═══ ФРАГМЕНТ НАБОРА ДАННЫХ ═══
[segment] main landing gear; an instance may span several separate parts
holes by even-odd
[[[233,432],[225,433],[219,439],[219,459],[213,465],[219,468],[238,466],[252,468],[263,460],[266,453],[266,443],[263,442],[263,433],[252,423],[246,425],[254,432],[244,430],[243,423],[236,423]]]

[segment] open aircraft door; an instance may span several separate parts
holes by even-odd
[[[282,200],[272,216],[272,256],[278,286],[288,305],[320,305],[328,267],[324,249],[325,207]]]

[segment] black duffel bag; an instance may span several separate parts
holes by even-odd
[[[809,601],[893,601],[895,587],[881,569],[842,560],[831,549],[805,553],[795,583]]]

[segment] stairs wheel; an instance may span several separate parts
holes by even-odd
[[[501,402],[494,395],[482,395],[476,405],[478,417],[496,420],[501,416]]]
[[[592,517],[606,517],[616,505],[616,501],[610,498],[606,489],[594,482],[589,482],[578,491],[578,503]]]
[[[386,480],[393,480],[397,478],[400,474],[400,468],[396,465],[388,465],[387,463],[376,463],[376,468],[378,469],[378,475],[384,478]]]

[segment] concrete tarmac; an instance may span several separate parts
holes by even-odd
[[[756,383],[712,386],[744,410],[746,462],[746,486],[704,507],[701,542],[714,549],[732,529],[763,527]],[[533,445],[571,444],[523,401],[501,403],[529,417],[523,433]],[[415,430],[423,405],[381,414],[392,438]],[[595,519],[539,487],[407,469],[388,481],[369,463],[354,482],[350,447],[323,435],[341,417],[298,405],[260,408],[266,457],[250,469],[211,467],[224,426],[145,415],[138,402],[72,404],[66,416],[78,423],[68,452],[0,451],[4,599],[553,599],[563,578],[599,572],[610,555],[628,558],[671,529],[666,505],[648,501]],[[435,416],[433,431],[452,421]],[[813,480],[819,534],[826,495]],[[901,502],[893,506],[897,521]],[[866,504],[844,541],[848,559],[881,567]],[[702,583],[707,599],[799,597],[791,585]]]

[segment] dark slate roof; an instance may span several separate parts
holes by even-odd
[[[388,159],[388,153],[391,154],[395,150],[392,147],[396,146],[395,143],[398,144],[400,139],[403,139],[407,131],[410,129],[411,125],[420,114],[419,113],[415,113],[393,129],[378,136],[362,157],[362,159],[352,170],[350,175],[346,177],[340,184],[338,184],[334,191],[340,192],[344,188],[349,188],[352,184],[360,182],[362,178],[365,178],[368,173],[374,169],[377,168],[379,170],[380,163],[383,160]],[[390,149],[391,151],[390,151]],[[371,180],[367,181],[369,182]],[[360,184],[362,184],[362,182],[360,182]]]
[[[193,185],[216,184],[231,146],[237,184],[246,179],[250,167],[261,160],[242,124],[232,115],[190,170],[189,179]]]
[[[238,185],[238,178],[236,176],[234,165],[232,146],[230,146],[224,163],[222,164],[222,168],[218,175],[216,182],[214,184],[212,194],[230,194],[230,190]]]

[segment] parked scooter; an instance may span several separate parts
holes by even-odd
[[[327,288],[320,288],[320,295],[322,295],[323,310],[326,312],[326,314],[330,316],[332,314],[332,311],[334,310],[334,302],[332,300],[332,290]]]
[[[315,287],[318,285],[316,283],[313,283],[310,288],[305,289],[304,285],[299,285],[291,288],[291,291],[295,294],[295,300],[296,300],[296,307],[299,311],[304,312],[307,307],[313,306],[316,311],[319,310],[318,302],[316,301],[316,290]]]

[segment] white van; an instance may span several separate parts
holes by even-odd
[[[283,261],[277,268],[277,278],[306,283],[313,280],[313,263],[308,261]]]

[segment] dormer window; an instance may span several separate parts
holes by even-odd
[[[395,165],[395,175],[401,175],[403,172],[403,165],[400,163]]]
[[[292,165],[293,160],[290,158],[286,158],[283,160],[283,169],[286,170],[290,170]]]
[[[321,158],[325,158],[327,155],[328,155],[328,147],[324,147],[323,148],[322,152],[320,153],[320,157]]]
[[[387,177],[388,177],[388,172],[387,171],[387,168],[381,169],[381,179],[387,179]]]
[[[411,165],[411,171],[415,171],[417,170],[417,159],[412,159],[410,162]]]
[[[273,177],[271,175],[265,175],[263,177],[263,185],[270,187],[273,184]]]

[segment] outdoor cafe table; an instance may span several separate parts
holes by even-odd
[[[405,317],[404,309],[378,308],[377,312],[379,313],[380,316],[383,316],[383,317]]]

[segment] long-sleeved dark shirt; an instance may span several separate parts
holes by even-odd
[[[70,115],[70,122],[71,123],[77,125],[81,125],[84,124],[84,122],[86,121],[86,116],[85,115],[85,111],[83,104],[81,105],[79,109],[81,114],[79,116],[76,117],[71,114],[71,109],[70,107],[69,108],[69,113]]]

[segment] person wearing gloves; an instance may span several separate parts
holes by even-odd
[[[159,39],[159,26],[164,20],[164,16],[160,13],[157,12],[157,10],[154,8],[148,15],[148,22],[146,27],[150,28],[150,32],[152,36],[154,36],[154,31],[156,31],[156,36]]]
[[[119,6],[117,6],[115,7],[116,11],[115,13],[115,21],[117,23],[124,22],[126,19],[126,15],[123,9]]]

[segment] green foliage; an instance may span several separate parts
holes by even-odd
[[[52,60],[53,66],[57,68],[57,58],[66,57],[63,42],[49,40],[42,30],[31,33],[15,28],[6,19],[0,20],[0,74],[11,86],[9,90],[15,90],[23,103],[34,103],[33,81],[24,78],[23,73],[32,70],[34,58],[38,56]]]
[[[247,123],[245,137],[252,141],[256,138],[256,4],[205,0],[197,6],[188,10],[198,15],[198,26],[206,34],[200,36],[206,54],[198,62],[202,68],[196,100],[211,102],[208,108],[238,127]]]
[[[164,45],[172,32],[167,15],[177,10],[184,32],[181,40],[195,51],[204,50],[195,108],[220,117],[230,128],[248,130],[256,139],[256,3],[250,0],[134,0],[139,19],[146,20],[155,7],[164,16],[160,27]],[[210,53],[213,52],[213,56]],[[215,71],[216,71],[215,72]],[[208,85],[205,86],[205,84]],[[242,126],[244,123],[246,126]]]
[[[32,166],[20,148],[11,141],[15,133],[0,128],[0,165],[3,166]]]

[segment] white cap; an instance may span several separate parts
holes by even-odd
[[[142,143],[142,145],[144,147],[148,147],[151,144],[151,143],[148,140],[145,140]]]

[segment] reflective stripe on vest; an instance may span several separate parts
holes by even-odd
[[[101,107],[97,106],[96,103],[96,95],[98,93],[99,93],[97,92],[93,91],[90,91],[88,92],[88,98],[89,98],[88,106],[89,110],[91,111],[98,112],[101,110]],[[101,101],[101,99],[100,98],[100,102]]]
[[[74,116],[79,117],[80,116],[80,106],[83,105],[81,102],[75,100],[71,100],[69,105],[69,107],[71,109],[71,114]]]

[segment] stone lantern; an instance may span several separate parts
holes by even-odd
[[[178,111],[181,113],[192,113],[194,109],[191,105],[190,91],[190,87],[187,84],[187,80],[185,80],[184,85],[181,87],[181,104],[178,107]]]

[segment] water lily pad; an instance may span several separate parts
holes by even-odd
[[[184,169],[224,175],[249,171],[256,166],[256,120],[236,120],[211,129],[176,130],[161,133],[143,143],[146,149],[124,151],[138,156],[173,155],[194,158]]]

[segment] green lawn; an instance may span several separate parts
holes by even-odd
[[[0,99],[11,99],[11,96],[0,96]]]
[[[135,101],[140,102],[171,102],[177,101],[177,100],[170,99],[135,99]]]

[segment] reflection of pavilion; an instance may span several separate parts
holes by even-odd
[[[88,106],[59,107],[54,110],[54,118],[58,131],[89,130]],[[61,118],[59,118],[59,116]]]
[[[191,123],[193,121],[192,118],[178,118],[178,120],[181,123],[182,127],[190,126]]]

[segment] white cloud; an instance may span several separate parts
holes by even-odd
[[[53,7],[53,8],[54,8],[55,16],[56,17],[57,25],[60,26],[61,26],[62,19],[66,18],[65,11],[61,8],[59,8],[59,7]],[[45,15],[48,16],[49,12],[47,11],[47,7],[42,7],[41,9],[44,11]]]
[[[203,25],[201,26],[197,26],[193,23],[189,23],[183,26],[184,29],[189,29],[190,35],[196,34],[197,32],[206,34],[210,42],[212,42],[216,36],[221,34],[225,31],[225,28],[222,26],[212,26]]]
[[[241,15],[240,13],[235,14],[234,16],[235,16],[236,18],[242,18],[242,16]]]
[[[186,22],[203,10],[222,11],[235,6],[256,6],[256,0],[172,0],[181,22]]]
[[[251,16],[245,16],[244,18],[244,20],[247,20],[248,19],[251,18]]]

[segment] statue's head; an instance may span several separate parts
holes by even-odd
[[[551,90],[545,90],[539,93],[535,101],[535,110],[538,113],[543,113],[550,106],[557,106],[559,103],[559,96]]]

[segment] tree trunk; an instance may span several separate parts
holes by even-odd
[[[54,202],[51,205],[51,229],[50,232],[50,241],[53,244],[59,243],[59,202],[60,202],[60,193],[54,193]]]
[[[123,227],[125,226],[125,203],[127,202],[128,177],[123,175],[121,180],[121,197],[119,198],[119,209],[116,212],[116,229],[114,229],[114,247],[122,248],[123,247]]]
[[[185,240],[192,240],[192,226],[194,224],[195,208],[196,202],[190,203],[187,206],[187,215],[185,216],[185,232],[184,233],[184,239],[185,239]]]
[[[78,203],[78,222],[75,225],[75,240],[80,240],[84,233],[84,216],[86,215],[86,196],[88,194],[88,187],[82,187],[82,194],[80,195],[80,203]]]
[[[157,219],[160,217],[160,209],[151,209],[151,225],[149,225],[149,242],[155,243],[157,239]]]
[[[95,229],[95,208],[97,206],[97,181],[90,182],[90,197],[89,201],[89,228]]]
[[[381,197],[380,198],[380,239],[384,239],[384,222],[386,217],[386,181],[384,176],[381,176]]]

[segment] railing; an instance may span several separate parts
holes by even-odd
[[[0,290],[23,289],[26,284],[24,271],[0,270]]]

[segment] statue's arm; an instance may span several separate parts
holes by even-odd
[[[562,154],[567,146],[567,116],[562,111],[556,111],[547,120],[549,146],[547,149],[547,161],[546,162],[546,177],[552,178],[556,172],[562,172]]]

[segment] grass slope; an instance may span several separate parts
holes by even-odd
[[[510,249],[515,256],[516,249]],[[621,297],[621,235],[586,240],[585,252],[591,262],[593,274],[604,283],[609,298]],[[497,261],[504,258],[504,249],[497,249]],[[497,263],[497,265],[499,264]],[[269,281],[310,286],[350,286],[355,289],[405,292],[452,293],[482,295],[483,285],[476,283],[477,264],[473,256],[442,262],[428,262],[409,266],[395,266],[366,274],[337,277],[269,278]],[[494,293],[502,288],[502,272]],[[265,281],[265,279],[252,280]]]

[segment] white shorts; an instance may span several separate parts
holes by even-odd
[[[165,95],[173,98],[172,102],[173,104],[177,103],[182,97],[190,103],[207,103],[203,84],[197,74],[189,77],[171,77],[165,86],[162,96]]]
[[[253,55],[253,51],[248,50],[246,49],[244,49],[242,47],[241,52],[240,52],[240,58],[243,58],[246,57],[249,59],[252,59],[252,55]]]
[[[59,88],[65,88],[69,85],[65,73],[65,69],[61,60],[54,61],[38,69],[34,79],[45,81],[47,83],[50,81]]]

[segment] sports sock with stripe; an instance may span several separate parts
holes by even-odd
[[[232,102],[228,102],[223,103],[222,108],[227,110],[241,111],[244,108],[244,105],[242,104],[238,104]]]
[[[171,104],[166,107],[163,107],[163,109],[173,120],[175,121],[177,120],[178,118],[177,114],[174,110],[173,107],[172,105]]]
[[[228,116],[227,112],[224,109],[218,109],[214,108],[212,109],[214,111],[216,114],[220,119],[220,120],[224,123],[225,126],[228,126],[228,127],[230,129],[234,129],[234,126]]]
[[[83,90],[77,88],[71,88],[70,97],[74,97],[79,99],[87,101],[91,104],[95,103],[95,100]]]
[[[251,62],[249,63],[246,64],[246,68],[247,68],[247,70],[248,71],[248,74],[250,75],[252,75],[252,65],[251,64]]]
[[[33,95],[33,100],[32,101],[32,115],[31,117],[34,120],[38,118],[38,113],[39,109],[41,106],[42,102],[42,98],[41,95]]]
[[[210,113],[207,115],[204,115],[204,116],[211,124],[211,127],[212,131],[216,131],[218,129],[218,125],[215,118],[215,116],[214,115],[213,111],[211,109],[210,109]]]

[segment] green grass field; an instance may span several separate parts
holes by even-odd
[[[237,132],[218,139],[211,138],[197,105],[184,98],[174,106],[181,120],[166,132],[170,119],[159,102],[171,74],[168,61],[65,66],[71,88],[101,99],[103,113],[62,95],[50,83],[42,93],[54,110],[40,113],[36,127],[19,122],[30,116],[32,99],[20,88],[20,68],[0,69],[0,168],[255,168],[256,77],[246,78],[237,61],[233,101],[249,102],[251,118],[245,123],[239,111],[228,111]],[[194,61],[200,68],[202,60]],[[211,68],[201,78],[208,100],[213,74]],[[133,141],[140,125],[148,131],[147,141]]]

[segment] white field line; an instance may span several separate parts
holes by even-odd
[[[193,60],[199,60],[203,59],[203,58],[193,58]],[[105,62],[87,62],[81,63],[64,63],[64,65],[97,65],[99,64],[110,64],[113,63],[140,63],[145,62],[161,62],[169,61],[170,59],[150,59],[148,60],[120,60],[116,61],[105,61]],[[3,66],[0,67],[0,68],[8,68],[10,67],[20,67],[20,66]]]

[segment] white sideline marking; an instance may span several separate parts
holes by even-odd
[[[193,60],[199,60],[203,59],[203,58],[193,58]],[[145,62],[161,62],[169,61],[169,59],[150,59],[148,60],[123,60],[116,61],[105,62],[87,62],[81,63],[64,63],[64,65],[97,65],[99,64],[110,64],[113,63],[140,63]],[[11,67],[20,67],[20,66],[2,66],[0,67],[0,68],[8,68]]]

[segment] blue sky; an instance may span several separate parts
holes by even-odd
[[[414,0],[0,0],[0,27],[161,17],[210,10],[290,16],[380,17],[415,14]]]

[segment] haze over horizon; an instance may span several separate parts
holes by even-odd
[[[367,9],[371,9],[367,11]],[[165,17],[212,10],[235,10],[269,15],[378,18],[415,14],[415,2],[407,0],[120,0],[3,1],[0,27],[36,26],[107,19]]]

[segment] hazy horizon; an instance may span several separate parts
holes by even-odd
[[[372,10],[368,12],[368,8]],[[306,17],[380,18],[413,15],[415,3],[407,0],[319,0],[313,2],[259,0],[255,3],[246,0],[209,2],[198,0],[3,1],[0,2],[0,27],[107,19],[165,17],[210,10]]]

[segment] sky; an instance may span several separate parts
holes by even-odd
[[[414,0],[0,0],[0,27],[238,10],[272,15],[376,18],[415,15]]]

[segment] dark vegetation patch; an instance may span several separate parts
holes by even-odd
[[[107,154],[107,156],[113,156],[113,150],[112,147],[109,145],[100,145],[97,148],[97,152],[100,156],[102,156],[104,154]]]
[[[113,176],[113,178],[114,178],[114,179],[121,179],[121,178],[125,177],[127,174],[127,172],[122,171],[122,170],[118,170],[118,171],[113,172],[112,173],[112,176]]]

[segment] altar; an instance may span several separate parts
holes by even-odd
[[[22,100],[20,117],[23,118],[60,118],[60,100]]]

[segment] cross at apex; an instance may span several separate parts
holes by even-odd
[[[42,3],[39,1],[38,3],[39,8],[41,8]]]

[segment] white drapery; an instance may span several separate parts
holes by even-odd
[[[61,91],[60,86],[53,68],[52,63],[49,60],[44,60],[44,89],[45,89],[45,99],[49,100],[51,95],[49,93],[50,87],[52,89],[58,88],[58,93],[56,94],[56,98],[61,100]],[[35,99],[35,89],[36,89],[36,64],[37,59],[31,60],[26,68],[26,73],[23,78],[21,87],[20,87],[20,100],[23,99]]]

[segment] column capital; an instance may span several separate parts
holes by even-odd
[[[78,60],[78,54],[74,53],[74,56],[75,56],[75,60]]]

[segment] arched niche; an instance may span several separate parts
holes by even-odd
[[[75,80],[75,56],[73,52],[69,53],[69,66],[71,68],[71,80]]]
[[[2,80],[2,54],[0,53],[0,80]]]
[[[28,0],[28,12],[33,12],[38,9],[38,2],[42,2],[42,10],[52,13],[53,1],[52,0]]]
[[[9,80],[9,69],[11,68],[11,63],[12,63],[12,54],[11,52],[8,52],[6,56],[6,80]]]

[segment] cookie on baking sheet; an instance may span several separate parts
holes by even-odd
═══
→ ЦЕЛЬ:
Оформите в виде таблицы Markdown с колонками «№» и «Строка» только часть материала: начните со строки, где есть «[segment] altar; an», и закончите строкой, где есть «[[[78,60],[78,54],[74,53],[74,56],[75,56],[75,60]]]», включая обе. В колонке «№» ставьте порядковый номер, пустые строки пропустите.

→ РЕЗУЛЬТАТ ЗАДАНИЯ:
| № | Строка |
|---|---|
| 1 | [segment] altar; an instance may span several separate parts |
| 2 | holes by even-odd |
| 3 | [[[22,100],[20,117],[23,118],[60,118],[60,100]]] |
| 4 | [segment] cross at apex; an instance may span several separate parts |
| 5 | holes by even-odd |
| 6 | [[[42,3],[39,1],[38,3],[39,8],[41,8]]] |
| 7 | [segment] white drapery; an instance may span several separate parts |
| 8 | holes by even-odd |
| 9 | [[[61,91],[60,86],[53,68],[52,63],[49,60],[44,60],[44,89],[45,89],[45,99],[49,100],[51,95],[49,93],[50,87],[52,89],[58,88],[58,93],[56,94],[56,98],[61,100]],[[35,99],[35,89],[36,89],[36,64],[37,59],[31,60],[26,68],[26,73],[23,78],[21,87],[20,87],[20,100],[23,99]]] |
| 10 | [segment] column capital; an instance may span several separate parts |
| 11 | holes by even-odd |
| 12 | [[[78,60],[78,54],[74,53],[74,56],[75,56],[75,60]]] |